— Begin Information shown —
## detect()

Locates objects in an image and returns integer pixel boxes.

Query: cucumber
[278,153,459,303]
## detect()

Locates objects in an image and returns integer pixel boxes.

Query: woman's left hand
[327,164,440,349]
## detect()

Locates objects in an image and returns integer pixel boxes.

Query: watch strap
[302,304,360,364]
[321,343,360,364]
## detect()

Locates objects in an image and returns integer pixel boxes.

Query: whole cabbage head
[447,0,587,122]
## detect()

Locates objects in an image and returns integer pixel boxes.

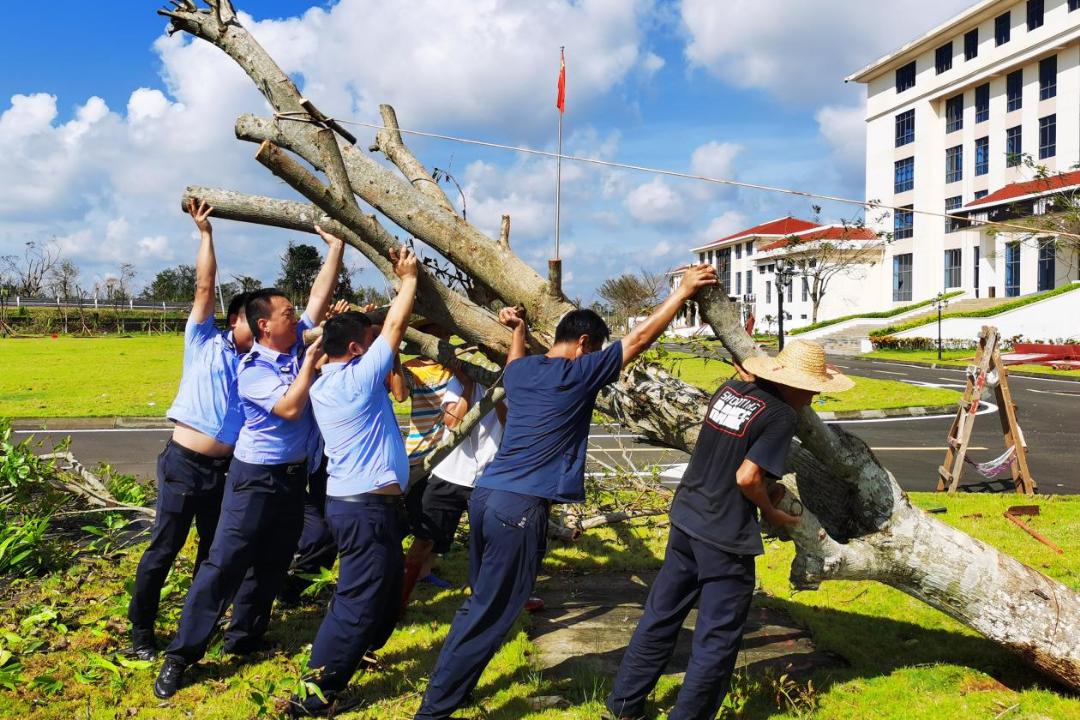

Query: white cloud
[814,104,866,192]
[624,177,686,225]
[0,0,659,293]
[698,210,754,244]
[681,0,971,105]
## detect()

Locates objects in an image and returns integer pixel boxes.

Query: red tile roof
[694,216,819,250]
[758,225,878,253]
[964,171,1080,207]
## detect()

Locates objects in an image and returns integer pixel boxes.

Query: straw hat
[743,340,855,393]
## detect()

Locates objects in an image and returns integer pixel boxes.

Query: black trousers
[308,493,405,693]
[416,488,550,720]
[165,458,308,664]
[127,440,231,631]
[286,457,337,596]
[607,526,754,720]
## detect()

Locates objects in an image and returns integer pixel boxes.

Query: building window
[896,110,915,148]
[1039,114,1057,160]
[945,95,963,133]
[975,137,990,176]
[1039,55,1057,100]
[975,83,990,123]
[1005,125,1024,167]
[1005,68,1024,112]
[994,13,1012,45]
[1038,237,1057,293]
[892,158,915,192]
[896,60,915,93]
[892,205,915,240]
[1005,241,1020,298]
[892,253,912,302]
[945,195,968,232]
[934,41,953,74]
[945,248,962,289]
[945,145,963,182]
[1027,0,1044,31]
[963,27,978,60]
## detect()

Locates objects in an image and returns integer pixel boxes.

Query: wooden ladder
[937,325,1036,495]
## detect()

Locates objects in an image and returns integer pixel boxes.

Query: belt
[166,439,232,470]
[326,492,405,505]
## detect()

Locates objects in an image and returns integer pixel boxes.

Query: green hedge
[787,290,963,335]
[870,283,1080,338]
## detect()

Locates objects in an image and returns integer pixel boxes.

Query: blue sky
[0,0,969,300]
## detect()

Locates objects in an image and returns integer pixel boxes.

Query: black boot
[153,657,188,699]
[132,627,158,660]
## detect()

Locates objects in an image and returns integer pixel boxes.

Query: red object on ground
[1001,342,1080,369]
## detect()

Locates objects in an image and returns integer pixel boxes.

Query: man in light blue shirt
[153,226,345,698]
[292,243,417,715]
[127,200,252,660]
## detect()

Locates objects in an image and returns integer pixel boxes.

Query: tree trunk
[156,0,1080,689]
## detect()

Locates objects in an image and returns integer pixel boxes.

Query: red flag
[555,50,566,112]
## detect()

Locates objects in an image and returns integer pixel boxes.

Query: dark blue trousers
[607,526,754,720]
[127,440,230,631]
[286,458,337,597]
[308,493,405,694]
[165,458,308,664]
[416,488,550,720]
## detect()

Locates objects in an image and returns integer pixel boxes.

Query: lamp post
[933,293,948,359]
[774,260,795,350]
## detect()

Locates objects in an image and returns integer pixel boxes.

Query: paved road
[19,357,1080,493]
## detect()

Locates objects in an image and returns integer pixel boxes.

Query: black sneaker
[131,627,158,660]
[153,657,188,699]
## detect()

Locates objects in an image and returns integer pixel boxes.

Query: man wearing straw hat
[607,340,854,720]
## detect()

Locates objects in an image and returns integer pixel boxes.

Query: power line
[274,112,1080,240]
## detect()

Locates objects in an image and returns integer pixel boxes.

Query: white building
[848,0,1080,310]
[667,217,888,331]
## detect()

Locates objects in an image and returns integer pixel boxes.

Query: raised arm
[499,308,526,365]
[188,198,217,323]
[379,247,417,350]
[305,225,345,325]
[622,264,716,367]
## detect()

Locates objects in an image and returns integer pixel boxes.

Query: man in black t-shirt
[607,340,854,720]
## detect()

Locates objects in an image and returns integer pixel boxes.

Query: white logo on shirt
[705,388,766,437]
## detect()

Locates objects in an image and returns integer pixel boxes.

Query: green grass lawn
[860,350,1080,378]
[0,334,409,418]
[662,352,960,412]
[0,335,959,418]
[0,493,1080,720]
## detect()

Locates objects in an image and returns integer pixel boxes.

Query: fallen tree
[160,0,1080,689]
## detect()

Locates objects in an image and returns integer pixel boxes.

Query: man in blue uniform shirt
[416,266,716,720]
[127,200,252,660]
[153,226,345,697]
[291,248,417,716]
[607,340,854,720]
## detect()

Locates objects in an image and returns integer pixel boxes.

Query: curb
[818,404,957,422]
[11,417,173,432]
[846,355,1080,382]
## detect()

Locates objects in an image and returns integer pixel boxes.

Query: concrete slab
[531,573,842,678]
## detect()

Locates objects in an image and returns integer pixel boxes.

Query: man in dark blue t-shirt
[416,266,716,720]
[607,340,853,720]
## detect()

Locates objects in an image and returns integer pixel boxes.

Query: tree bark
[159,5,1080,689]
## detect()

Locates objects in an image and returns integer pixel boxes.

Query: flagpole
[555,46,566,260]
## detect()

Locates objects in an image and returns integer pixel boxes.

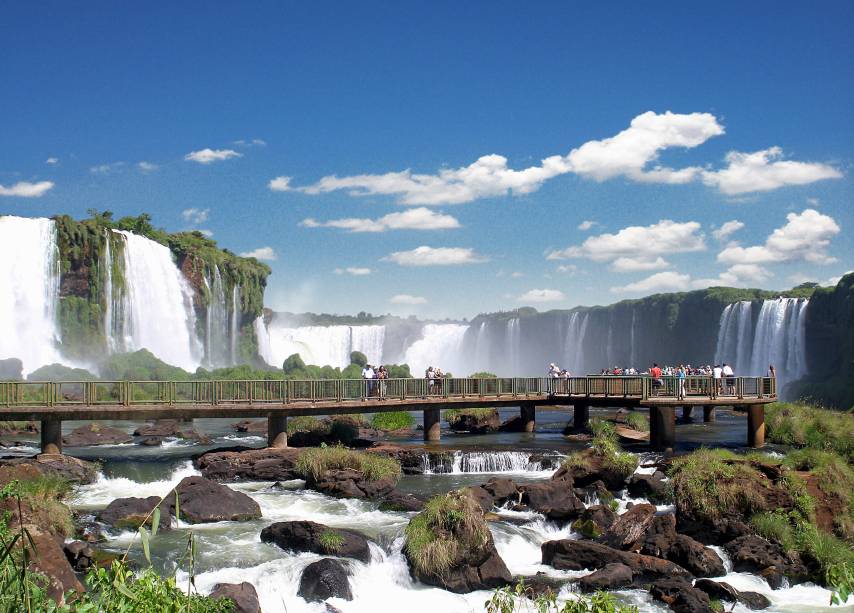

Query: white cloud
[516,289,566,303]
[300,207,461,232]
[546,219,706,262]
[611,256,670,272]
[712,219,744,241]
[0,181,54,198]
[184,148,243,164]
[718,209,839,264]
[611,270,691,293]
[383,245,488,266]
[136,160,160,172]
[389,294,427,304]
[332,266,371,277]
[703,147,842,196]
[240,247,278,261]
[181,208,211,225]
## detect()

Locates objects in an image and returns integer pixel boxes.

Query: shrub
[371,411,415,431]
[295,445,400,481]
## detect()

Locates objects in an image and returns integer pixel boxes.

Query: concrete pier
[267,415,288,448]
[520,402,537,432]
[424,408,442,442]
[747,404,765,449]
[649,406,676,451]
[41,419,62,453]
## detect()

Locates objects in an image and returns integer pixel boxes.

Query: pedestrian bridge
[0,375,777,453]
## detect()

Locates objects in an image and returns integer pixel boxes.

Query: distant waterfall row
[715,298,809,384]
[0,216,247,372]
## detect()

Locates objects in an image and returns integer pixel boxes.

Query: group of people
[362,364,388,400]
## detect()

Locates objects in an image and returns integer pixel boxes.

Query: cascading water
[0,216,60,373]
[114,230,202,372]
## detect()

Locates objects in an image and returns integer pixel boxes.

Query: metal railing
[0,375,777,407]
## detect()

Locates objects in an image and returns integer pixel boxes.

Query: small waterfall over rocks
[0,216,60,373]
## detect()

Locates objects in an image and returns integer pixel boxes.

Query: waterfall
[0,216,60,373]
[115,230,202,372]
[404,324,474,377]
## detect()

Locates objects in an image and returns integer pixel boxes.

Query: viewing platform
[0,375,777,453]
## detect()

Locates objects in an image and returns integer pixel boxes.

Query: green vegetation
[626,411,649,432]
[371,411,415,432]
[317,530,344,554]
[404,490,489,576]
[295,445,400,481]
[483,579,638,613]
[765,402,854,463]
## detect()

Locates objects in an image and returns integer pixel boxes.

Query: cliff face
[791,273,854,409]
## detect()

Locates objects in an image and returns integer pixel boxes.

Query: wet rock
[261,521,371,564]
[626,470,667,501]
[520,481,584,520]
[694,579,771,611]
[210,581,261,613]
[62,423,133,447]
[164,477,261,524]
[379,490,424,512]
[724,535,808,590]
[601,504,655,551]
[541,539,691,582]
[97,496,171,530]
[578,562,634,592]
[297,558,353,602]
[649,577,713,613]
[195,447,300,482]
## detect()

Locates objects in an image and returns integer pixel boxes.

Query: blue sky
[0,2,854,317]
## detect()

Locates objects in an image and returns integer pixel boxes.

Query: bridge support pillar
[649,406,676,451]
[572,404,590,432]
[747,404,765,448]
[41,419,62,453]
[424,409,442,442]
[520,402,537,432]
[267,415,288,449]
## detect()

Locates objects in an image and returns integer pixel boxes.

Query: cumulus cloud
[546,219,706,270]
[383,245,488,266]
[184,148,243,164]
[181,208,211,225]
[703,147,842,196]
[389,294,427,305]
[0,181,54,198]
[332,266,371,277]
[516,289,566,303]
[718,209,839,264]
[240,247,278,261]
[712,219,744,241]
[300,207,461,232]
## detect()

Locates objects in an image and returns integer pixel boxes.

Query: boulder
[724,534,809,590]
[164,477,261,524]
[97,496,171,530]
[261,521,371,564]
[297,558,353,602]
[519,481,584,520]
[62,423,133,447]
[306,468,397,498]
[694,579,771,611]
[541,539,691,582]
[195,447,300,482]
[601,504,655,551]
[210,581,261,613]
[578,562,634,592]
[649,577,714,613]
— End Information shown —
Job:
Report every line of the material above that contains the string "waterfall".

Correct result:
Query: distant waterfall row
Query: small waterfall over rocks
Query: waterfall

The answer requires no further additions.